SET EXERCISE → Write out the listing word for word, starting at its very beginning and ending at the line that contains "[0, 0, 449, 192]", with both ends included. Leave the pictures out of your answer.

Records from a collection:

※ ※ ※

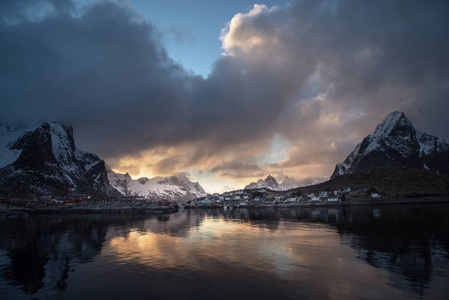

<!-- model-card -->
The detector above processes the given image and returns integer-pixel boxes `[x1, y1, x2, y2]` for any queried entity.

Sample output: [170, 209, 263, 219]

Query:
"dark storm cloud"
[0, 1, 449, 176]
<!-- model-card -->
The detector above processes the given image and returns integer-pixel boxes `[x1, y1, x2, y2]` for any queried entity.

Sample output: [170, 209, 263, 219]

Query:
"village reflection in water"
[0, 204, 449, 299]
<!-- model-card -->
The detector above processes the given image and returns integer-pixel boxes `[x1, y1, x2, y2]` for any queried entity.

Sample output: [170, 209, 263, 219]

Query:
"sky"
[0, 0, 449, 192]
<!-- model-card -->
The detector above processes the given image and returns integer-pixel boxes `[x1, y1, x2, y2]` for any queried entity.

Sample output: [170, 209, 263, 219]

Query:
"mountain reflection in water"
[0, 204, 449, 299]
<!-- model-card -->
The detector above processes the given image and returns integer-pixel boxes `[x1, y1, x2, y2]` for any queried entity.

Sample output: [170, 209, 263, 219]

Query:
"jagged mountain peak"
[373, 111, 415, 136]
[0, 122, 118, 197]
[108, 170, 207, 201]
[331, 111, 449, 179]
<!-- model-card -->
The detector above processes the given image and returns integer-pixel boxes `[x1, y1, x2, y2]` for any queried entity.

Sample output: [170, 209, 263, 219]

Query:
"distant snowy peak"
[331, 111, 449, 179]
[245, 175, 293, 191]
[0, 122, 118, 197]
[108, 168, 207, 201]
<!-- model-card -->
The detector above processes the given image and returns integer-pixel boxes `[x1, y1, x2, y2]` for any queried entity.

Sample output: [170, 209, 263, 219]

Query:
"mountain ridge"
[331, 111, 449, 179]
[0, 122, 120, 197]
[108, 168, 207, 201]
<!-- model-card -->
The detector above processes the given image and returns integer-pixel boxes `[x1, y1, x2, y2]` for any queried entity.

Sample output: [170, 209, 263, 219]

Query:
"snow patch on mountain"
[331, 111, 449, 179]
[0, 122, 119, 197]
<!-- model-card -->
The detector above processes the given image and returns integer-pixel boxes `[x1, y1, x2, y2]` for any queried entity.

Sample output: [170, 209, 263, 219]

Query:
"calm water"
[0, 204, 449, 300]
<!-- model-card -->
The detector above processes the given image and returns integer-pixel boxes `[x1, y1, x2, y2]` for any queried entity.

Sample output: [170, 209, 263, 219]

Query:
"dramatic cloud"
[0, 0, 449, 191]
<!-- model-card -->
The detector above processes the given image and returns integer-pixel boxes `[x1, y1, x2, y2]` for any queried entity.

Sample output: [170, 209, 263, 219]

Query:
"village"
[0, 187, 381, 209]
[185, 187, 380, 209]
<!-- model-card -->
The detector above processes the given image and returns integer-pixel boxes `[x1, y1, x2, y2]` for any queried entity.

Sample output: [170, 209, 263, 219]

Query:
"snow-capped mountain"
[108, 168, 207, 201]
[245, 175, 324, 191]
[331, 111, 449, 179]
[0, 122, 119, 197]
[245, 175, 280, 191]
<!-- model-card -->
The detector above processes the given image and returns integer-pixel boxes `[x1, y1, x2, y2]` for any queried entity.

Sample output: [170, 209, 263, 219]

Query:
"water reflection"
[0, 204, 449, 299]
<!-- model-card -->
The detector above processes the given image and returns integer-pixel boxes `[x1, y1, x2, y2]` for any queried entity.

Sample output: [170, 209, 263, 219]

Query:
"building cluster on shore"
[186, 187, 380, 208]
[0, 187, 380, 208]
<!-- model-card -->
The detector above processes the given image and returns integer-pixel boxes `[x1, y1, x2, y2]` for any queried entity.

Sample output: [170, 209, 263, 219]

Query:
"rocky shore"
[0, 196, 449, 218]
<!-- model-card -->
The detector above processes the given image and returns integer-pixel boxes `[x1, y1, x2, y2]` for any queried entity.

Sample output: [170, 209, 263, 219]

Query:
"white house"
[327, 197, 339, 202]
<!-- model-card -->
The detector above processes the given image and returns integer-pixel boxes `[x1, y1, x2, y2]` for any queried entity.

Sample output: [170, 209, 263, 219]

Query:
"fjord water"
[0, 203, 449, 299]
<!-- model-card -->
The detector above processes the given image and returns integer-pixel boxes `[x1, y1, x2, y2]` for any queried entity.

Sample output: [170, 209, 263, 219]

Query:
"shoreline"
[0, 196, 449, 217]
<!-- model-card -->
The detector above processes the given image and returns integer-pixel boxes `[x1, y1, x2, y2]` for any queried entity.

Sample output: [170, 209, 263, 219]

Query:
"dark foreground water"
[0, 204, 449, 300]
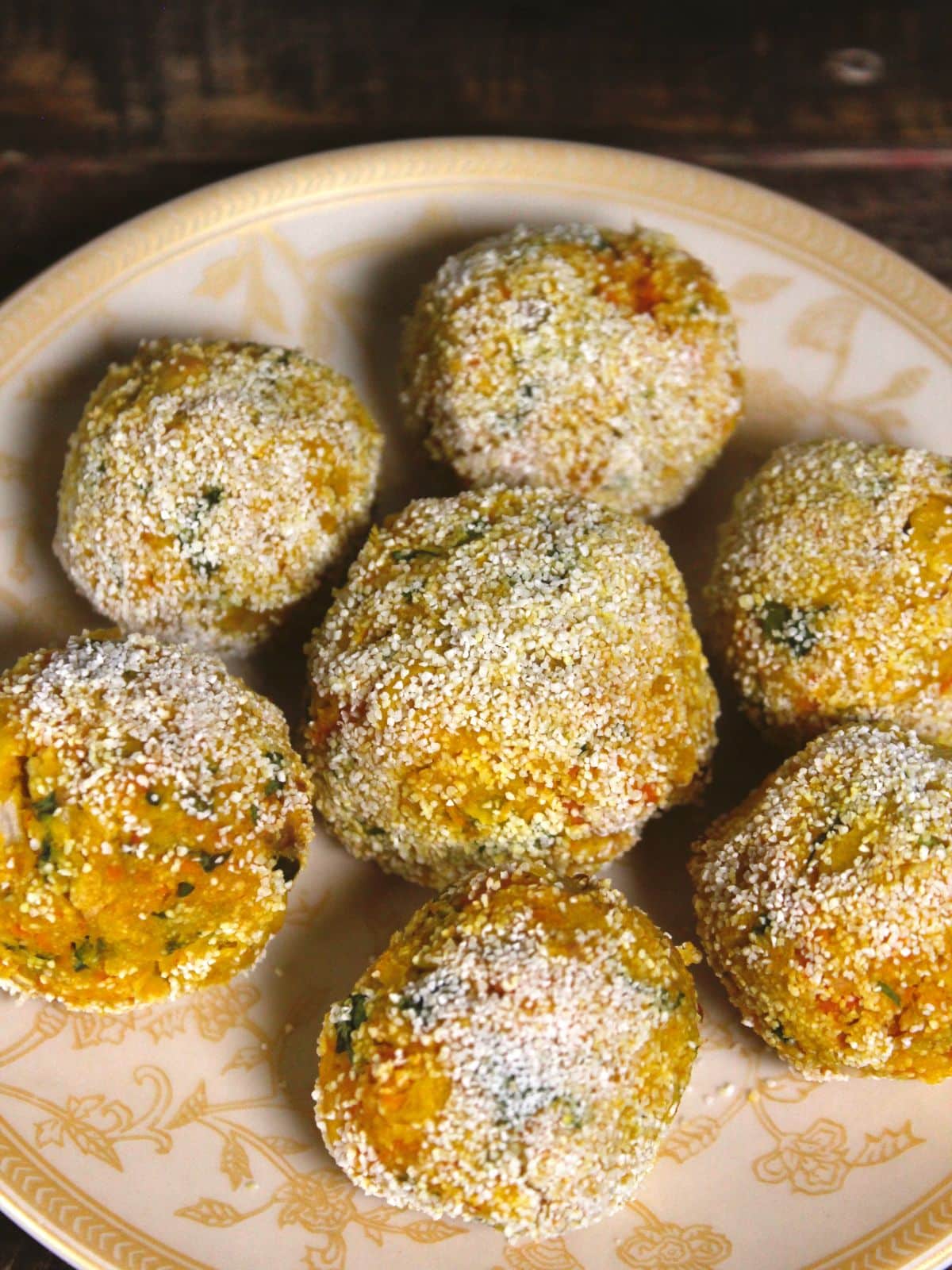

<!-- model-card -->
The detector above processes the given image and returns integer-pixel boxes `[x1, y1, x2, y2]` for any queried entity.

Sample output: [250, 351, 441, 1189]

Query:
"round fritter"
[315, 868, 698, 1240]
[402, 225, 743, 516]
[708, 440, 952, 745]
[55, 339, 381, 652]
[306, 487, 717, 887]
[0, 631, 313, 1011]
[690, 724, 952, 1081]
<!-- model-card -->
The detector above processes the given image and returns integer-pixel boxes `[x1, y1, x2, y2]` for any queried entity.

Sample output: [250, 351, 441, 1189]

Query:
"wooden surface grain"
[0, 0, 952, 1270]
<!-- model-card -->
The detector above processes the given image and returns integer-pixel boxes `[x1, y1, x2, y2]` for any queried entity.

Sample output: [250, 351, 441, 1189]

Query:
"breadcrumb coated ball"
[306, 487, 717, 887]
[55, 339, 381, 652]
[402, 225, 743, 516]
[708, 440, 952, 745]
[690, 724, 952, 1081]
[315, 868, 698, 1240]
[0, 631, 313, 1011]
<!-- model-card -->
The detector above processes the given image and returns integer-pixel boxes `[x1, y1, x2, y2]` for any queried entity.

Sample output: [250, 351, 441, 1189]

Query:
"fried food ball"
[315, 868, 698, 1240]
[708, 440, 952, 745]
[690, 724, 952, 1082]
[306, 487, 717, 887]
[0, 631, 313, 1012]
[402, 225, 743, 516]
[55, 339, 381, 652]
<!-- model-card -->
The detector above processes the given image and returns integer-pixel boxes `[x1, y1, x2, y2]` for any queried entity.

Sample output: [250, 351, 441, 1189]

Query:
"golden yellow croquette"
[708, 440, 952, 745]
[55, 339, 381, 652]
[402, 225, 743, 516]
[0, 633, 311, 1011]
[315, 868, 698, 1240]
[306, 487, 717, 887]
[690, 724, 952, 1081]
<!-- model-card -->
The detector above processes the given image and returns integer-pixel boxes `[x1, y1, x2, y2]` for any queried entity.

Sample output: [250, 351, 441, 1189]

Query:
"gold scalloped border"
[0, 1119, 213, 1270]
[0, 138, 952, 1270]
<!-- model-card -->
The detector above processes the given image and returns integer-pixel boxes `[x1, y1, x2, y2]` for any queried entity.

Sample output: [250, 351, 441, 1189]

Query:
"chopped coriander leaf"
[274, 856, 301, 883]
[33, 790, 56, 815]
[70, 936, 106, 970]
[334, 992, 367, 1059]
[758, 599, 829, 656]
[876, 979, 903, 1006]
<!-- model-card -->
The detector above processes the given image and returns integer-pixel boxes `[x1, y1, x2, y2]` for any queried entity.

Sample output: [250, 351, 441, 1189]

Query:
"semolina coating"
[315, 868, 700, 1241]
[707, 440, 952, 745]
[402, 225, 743, 516]
[0, 631, 313, 1012]
[690, 724, 952, 1082]
[305, 487, 717, 887]
[53, 339, 382, 652]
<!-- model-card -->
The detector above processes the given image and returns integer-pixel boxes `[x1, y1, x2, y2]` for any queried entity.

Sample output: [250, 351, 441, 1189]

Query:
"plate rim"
[0, 136, 952, 1270]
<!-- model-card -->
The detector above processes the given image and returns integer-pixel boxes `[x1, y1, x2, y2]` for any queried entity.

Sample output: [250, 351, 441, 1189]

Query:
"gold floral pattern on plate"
[0, 141, 952, 1270]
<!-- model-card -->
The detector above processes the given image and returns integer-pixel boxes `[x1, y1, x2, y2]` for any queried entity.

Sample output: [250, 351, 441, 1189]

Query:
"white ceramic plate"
[0, 140, 952, 1270]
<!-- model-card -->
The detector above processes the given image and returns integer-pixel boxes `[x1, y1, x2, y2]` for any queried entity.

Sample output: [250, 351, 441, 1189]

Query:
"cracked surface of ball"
[690, 724, 952, 1081]
[402, 225, 743, 516]
[315, 870, 698, 1241]
[55, 339, 381, 652]
[0, 633, 313, 1011]
[707, 440, 952, 745]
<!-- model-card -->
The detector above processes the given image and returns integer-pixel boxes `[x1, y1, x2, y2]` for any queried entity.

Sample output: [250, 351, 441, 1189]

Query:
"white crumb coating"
[0, 631, 313, 1012]
[315, 868, 698, 1241]
[305, 487, 717, 887]
[707, 440, 952, 745]
[690, 724, 952, 1082]
[55, 339, 382, 652]
[402, 225, 743, 516]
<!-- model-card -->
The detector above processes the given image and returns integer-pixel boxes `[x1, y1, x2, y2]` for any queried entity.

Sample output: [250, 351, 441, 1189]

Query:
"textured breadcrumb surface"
[0, 631, 313, 1011]
[402, 225, 743, 516]
[55, 339, 381, 652]
[306, 487, 717, 887]
[315, 868, 698, 1241]
[707, 440, 952, 745]
[690, 724, 952, 1081]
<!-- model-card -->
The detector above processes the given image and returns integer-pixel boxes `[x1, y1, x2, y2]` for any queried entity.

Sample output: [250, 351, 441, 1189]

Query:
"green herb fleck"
[33, 790, 56, 815]
[334, 992, 367, 1060]
[656, 988, 684, 1014]
[70, 936, 106, 970]
[390, 548, 446, 564]
[876, 979, 903, 1006]
[758, 599, 829, 656]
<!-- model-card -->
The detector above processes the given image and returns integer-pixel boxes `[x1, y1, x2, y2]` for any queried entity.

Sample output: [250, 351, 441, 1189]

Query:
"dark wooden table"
[0, 0, 952, 1270]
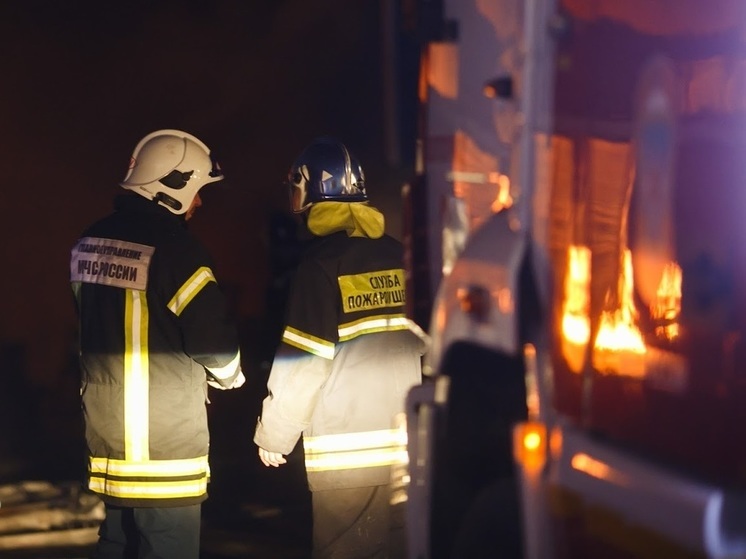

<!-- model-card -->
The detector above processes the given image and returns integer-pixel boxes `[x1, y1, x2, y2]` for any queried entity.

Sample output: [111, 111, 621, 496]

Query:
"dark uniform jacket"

※ ※ ※

PROBLEM SOLUTION →
<!-- model-card -->
The detector above processes the given image and returns integer-pixel boxes `[x1, y1, x2, y2]` for any queried entity.

Sample output: [170, 209, 263, 219]

Query:
"dark storm cloud"
[0, 1, 449, 176]
<!-- model-card -->
The detector above processes the given image and returns integer-pixel boxes `[x1, y1, x2, y2]` for any queried entity.

Sample output: [170, 209, 263, 219]

Query:
"village reflection in water"
[0, 204, 449, 299]
<!-- model-card -->
The detector above processes the given image and returns integer-pixel boxes `[x1, y1, x2, y2]` for any queried entity.

Sample output: [170, 209, 263, 219]

Query:
"sky"
[0, 0, 449, 192]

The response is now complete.